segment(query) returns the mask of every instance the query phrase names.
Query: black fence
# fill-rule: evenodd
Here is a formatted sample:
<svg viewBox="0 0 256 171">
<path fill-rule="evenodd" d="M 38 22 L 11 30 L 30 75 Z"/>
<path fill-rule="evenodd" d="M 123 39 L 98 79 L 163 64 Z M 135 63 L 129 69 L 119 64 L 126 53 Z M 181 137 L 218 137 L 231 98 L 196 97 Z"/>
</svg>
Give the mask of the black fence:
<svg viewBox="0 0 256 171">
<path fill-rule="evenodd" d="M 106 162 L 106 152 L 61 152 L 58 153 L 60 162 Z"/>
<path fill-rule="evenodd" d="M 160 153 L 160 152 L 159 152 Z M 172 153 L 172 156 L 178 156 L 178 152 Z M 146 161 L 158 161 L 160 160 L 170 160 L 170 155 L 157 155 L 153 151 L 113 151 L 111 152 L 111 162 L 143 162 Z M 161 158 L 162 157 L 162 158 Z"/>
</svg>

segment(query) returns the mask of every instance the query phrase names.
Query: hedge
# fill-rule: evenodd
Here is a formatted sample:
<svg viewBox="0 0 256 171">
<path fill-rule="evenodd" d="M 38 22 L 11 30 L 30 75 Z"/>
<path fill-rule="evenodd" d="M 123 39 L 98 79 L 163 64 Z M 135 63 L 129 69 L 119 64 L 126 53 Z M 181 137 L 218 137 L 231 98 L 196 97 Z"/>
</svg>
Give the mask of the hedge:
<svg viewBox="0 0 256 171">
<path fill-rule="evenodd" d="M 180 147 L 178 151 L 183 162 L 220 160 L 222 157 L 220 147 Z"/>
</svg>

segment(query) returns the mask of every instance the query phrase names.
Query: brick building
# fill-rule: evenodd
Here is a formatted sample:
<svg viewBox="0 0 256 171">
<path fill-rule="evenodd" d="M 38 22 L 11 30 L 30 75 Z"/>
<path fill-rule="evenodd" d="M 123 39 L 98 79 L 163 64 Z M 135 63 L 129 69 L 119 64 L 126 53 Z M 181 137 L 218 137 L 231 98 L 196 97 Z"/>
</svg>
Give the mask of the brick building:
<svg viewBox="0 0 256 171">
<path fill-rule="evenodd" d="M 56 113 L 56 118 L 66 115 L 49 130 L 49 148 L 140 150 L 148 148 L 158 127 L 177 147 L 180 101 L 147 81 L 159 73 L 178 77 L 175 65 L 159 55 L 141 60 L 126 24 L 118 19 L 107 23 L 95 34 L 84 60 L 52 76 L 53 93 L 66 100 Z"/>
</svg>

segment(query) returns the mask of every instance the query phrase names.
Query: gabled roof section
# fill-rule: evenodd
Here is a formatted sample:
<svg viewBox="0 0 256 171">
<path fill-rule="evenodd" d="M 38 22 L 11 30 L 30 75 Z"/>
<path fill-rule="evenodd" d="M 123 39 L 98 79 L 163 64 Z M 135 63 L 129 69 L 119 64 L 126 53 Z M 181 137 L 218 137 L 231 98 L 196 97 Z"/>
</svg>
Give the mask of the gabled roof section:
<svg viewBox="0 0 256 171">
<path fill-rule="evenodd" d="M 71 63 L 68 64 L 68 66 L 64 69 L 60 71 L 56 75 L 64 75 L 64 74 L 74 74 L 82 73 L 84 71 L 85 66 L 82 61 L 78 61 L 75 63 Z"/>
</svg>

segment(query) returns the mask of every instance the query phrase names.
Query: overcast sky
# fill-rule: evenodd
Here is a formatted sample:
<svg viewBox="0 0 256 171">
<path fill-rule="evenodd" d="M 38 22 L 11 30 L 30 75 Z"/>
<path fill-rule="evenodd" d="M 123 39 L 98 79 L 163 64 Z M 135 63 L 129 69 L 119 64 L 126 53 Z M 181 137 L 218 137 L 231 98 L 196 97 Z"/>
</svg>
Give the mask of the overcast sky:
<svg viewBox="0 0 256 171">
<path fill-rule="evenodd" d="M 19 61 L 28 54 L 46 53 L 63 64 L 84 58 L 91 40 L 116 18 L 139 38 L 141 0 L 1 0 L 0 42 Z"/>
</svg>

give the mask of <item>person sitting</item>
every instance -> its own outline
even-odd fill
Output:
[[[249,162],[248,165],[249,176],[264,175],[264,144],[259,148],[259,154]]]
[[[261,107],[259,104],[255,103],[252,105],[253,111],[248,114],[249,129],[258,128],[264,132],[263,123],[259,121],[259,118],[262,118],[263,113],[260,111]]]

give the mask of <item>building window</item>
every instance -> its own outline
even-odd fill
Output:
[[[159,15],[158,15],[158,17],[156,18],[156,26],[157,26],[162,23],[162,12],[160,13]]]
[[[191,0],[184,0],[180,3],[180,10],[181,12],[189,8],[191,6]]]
====================
◆ SHORT PROBLEM ◆
Repeat the data from its first line up to and including the line containing "106 162 L 106", requests included, and give only those lines. In the answers, raise every path coordinate and every viewBox number by 66.

◆ EXERCISE SOLUTION ◆
segment(query) returns the mask of every instance the query phrase names.
Query: black fence
# fill-rule: evenodd
Here is a formatted sample:
<svg viewBox="0 0 256 171">
<path fill-rule="evenodd" d="M 38 22 L 11 30 L 30 75 Z"/>
<path fill-rule="evenodd" d="M 123 39 L 98 79 L 163 64 Z M 135 63 L 129 69 L 119 64 L 126 53 Z M 181 137 L 218 137 L 231 98 L 196 97 Z"/>
</svg>
Give the mask of the black fence:
<svg viewBox="66 66 322 237">
<path fill-rule="evenodd" d="M 172 228 L 172 218 L 127 218 L 124 219 L 126 228 Z"/>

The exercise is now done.